Supplied passage:
# # #

We looked both at the sources of energy being generated and the resilience of the transmission networks and consumption networks used to transport it. We studied key emerging paths to compensate for the cost that carbon-heavy means of energy production have — and tried to provide a basic overview as to what technologies and approaches can ameliorate the colossal cost of carbon offset in the energy production and transmission framework.

On the ability to generate, transmit and put to use the volumnous energy from ample deposits of fuel or motions of wind, water or — depends the modern industrialised world.

Modern energy footprint is the result of the formed production system and the current streams powering global growth.

Where coal, contrary to original concepts of historians, probably didn’t contribute that much to the industrial production in 18th century, (Coal and the Industrial Revolution, 1700-1869. // European Review of Economic History) it did provide input for urbanisation.

“the introduction of the coal-using technologies of the Industrial Revolution can account for around 60% of European urban growth between 1750 and 1900, even when controlling for period and country-period fixed effects; that is to say, after controlling for the general rise in Europe’s urban population during this period, as well as for any country-specific factors influencing national urban growth over time”. — NBER.

Quoting the legendary business history professor, Alfred Chandler Jr.: “Of all the technological constraints, the lack of coal was probably the most significant in holding back the spread of the factory in the United States” (P. 76. The Visible Hand: Managerial Revolution in American Business).

Before the mid-1830s, when anthracite coal from Appalachian mountains became available in quantity for industrial purposes, nearly all production was carried on in small shops or at home. American manufacturing was still seasonal and rural.

Coal unshackled the industry — and stimulated both the formation of centralised large-scale manufacturing — and innovation around mass production and forming the durable logistical networks (railroads). (Chandler, Alfred D. “Anthracite Coal and the Beginnings of the Industrial Revolution in the United States.” The Business History Review, vol. 46, no. 2, 1972, pp. 141–81. JSTOR).

Railroads further accelerated trends around mass production and development of sophisticated supply chains — as well as engineering schools to both manage the production and distribution networks — and assisted in the formation of a managerial class.

Coal still powers the world: It’s also a principal agent of CO2.

The manufacturing hub that China has built — following gradual opening during Deng Xiaping policies in mid 70ies and the build-up of manufacturnig cities after long decades of agricultural experiments — made China consume enormous swaths of coal, both from substantial internal deposits and importing from Australia and Russia among other places. Yet the massive generation drive of electricity to power industry “only” started in China after its formal admission in WTO in December 2001.

The United States found cheaper alternative to coal in shale gas — thus pushing coal share of power generation further down. Where some this to energy reforms during Obama Administration, a multitude of factors including retiring old coal-fired plants, more stringent regulations on emissions and availability of modern generation methods that can provide better return on capital investment were at play.

# # #

Supplied data:
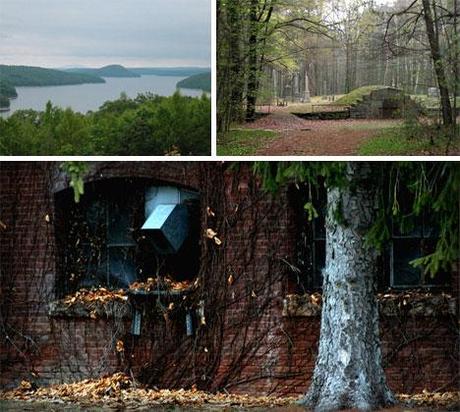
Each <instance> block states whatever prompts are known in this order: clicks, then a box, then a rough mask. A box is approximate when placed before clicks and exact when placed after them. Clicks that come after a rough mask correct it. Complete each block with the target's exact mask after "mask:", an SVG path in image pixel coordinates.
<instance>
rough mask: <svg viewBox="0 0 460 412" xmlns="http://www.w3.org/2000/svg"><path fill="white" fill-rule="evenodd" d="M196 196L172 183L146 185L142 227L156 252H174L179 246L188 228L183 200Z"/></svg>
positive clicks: (183, 239)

# # #

Carry the passage on coal and energy production forward from its last sentence. The data above is unrelated to the passage on coal and energy production and stands as separate material.

Answer space:
“Coal has served the country well. It fueled dramatic increases in electricity demand in the 1950s and 1960s. It was there for us when oil prices skyrocketed in the 1970s.” (What is Killing the US Coal Industry // Stanford Institute for Economic Policy Research).

To the earlier point of China becoming the coal-powered manufacturing plant of the world — one can look at the share of electrical power generated by China vs US — and the rest of the world.

Notwithstanding China leading in terms of share of global electricity generated by other means — 35% of global generation by wind and 30% of global output by hydro — it continues to deploy coal — using Russia for cheap(er) supplies of these fossils due to Russian exports now being “marginalised”.

China is also concerned with effects climate change has on hydro — instances of sever droughts impacting hydro generation — and that of nuclear-power generation (where water is used for cooling).

These very effects already led to a electricity deficit in France, its first in the last 42 years. The mandate for clean renewables power — to ameliorate the carbon effect on the global environment — now faces strong headwinds of unpredictable events:

  • The world is getting hotter — and while it has a “positive” effect in term of warmer winters when countries need to use energy for heating, the world is up for unprecedented and more frequent heatwaves — hence the need for cooling.
  • Climatic effects dampen efficiency of renewables: periods of “dunkelflaute” bring gloom for photovoltaics and doldrums for wind turbines.

Energy supply shocks from cutting off fossil supplies from Russia (deficit coinciding with summer events and spot market prices squeezed by inadequate supply) have accelerated the implementation of a renewables rollout across the EU.

Premiums on catastrophe reinsurance are spiking.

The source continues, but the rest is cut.